DOCUMENT SECTION —
+===+
In the Departmental service, it embraces places from and including those giving a salary of $720 a year, to and including those giving a salary of $2,000 or over. But there are yet various exceptions, mainly incident to incongruous laws in force prior to the Civil Service Act. Nevertheless, the examinations extend to all places or offices above the grade of workmen or laborers who serve regularly in the Depart ments at Washington, except about 500, which are inclusive of all officers confirmed by the Senate. These positions not within the classification are set forth in Table No. 1, appended to this report. There is great need of a more uniform, consistent, and comprehensive arrangement of salaries to be made by law.

double sense. Laws passed in 1853 and 1855, now section 164, Revised Statutes, required the clerks in the Departments at Washington to be arranged in four classes on the basis of salaries, the salaries being respectively $1,200, $1,400, $1,600, $1,800. In a sense this may be called a classification of clerks. This arrangement in classes did not extend to either the Customs or the Postal service. Since those dates there have been clerkships created with salaries of $1,000, $900, $840, $720, &c. The practical results are that officials in the different Departments, doing the same kind or quality of work, sometimes have very different salaries. Such was the condition when the Civil Service Act was passed, and Congress has not provided a remedy.

That act did not undertake to deal with salaries. Neither the Commission nor the President has any authority to make salaries just for the work done or uniform for doing the same work. Congress alone has authority in such matters.

The object of the Civil-Service Act was to secure proper capacity and character for doing the public work of various kinds, whatever compensation Congress might choose to provide for doing it. The act, however, so far recognized the old classes of clerks as to provide, in its sixth section, that examinations should be required for entering the parts of the service at Washington for which these salaries are provided. It further provided for a distinct kind of classification, to-wit, a classification of places (having reference to salaries as they then were or might be changed by Congress) for the purpose of the examinations, which the seventh section requires, for filling the places that shall be classified. In the making of this new kind of classification, authority was given for bringing into it, in the Departments at Washington, other places than those covered either by the four original grades of clerkships named or by the several grades of salaries mentioned below $1,200 a year. In the exercise of this authority, the Agricultural Department and places giving a salary of $2,000 a year in the Interior Department have been brought into the "Classified Departmental service," and hence made subject to the examinations. Under the same authority, also, the classified Postal service and the classified Customs service have been brought under the examinations. By virtue of the same authority the President may require other Executive offices to be brought within the Classified service, and, in that event, the offices that may be classified can be filled only by selections from those who shall have been examined; always excepting the places covered by rule 19 from the requirements of examination.
+===+
WHAT THIS EXERCISE ASKS —
(A) In the civil service passage, what salaries did the laws of 1853 and 1855 set for the four classes of Department clerks?
(B) Please copy the civil service passage word for word from "That act did" up to and including "in such matters.".

DATASET EXCERPTS —
+===+
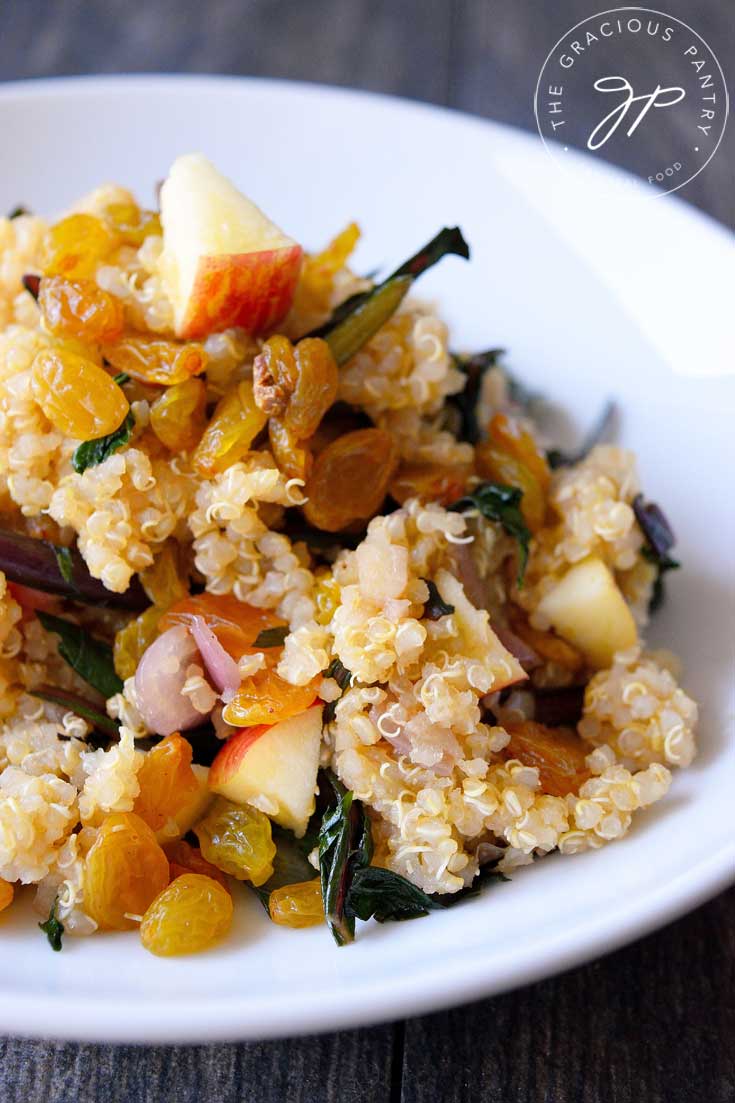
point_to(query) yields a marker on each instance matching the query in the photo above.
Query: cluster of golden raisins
+===+
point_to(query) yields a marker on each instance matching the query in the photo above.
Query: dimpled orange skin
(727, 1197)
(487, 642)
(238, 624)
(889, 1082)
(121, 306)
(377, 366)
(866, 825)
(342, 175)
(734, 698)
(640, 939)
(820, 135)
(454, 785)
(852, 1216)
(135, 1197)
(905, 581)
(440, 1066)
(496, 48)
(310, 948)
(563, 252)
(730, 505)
+===+
ANSWERS PER TASK —
(A) $1,200, $1,400, $1,600, and $1,800.

(B)
That act did not undertake to deal with salaries. Neither the Commission nor the President has any authority to make salaries just for the work done or uniform for doing the same work. Congress alone has authority in such matters.